Fund managers did very well during the recent boom. Thanks to
favourable factors, in most cases not of their own making, they
boosted their personal fortunes beyond their wildest dreams.
But now a new and harsher environment is taking hold. Those fund
managers whose pay packets and egos had become inflated on the easy
gains of ever-rising markets are going to have to work a lot harder
to justify their fees.
Some of those who struck out on their own in the boom years to
start their own investment firms are going to find out just how
small the margin between success and failure has become. Some are
going to go out of business.
Investors who put their money with small fund managers have been
taking on business risk - the risk the business may fail - probably
without ever realising it.
Some boutiques have failed because their investment portfolios
have blown up. They were investing in exotic derivatives and
financial instruments that only a rocket scientist could
understand. But other boutique share funds that fail will do so,
not only because of the sharemarket downturn, but because their
business lacks the scale and resources to withstand such a
downturn.
Most investor's money will be safe if it is invested in highly
liquid assets, such as shares. But in order to have an orderly
wind-up of the fund, redemptions will be frozen until such time as
the investment portfolio can be sold down and investors' money
returned to them. The winding-up process could take many months
with investors forced to realise capital losses even if they had
wished to stay in the market.

### GIVEN MATERIAL
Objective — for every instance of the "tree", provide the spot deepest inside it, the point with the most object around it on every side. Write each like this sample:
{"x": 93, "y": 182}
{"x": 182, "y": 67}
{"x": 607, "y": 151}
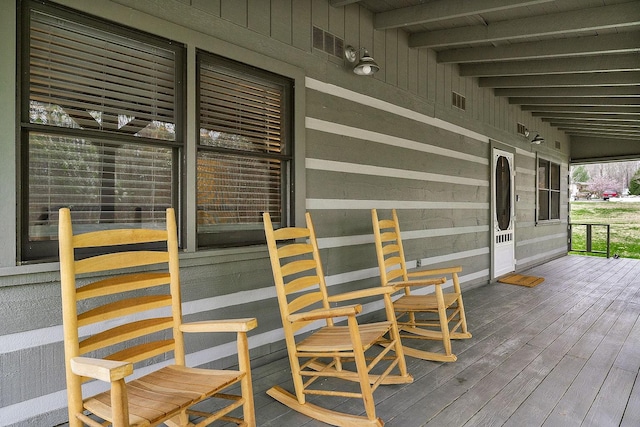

### EXERCISE SET
a: Decide whether each statement agrees with the fund manager text, answering yes or no and quoting the words of the text that settle it: (i) investors who placed money with small fund managers have generally been aware of the business risk involved; (ii) some boutiques have failed after investing in exotic derivatives; (iii) investors can still redeem their money while a fund is being wound up.
b: Carry on the fund manager text from its final sentence.
The material placed after the fund manager text comes from a different source.

### SET OF ANSWERS
a:
(i) No: "probably without ever realising it."
(ii) Yes: "They were investing in exotic derivatives and financial instruments that only a rocket scientist could understand."
(iii) No: "redemptions will be frozen until such time as the investment portfolio can be sold down and investors' money returned to them."

b:
The "good" times of debt-fuelled over-consumption had to end but
when the boom was on virtually anyone who set up shop on their own
was guaranteed to attract investors. Funds management talent was
always spread thinly and this becomes blindingly obvious during an
extended downturn.
Fund managers promise they will generate returns above the
market index, after fees. And they promise to do so with an
acceptable level of risk. But most managers will find it hard to
justify their fees during a downturn.
It is hard for most fund managers to add value for investors
even in normal times. The point was underlined recently by
London-based consultancy Inalytics. The researcher showed that
share fund managers only get half of their investment decisions
right. And the really good managers? Well, they get 51 per cent of
their decisions right.
Inalytics, which researches fund managers for superannuation
funds, found that these good managers do better than that for
investors because they make more money from the correct calls than
they lose from their poor decisions. Inalytics analysed 215 share
portfolios with a combined value of $US152 billion (about $235.3
billion) and found that fund managers' skills are measured by their
ability to pick the winners rather than their ability to avoid the
losers.
The longer the bear market goes on, the bigger the shake-out
among fund managers will be. Those boutique managers, who opened
for business several years ago, will survive the lean times. They
were the first generation of boutique managers and the individuals
that started them are the most talented.
During the tail-end of the boom there was a rush by the less
talented to set up shop. Those that do not have adequate capital
backing and a loyal set of investors will have no choice but to
close their doors.
The big boutiques such as Platinum Asset Management, Maple-Brown
Abbott and Investors Mutual will easily see out the downturn but
expect the casualties to be among the newer boutiques.
Now, more than ever, investors have to consider a fund manager's
business risk before deciding whether to invest with the manager or
not.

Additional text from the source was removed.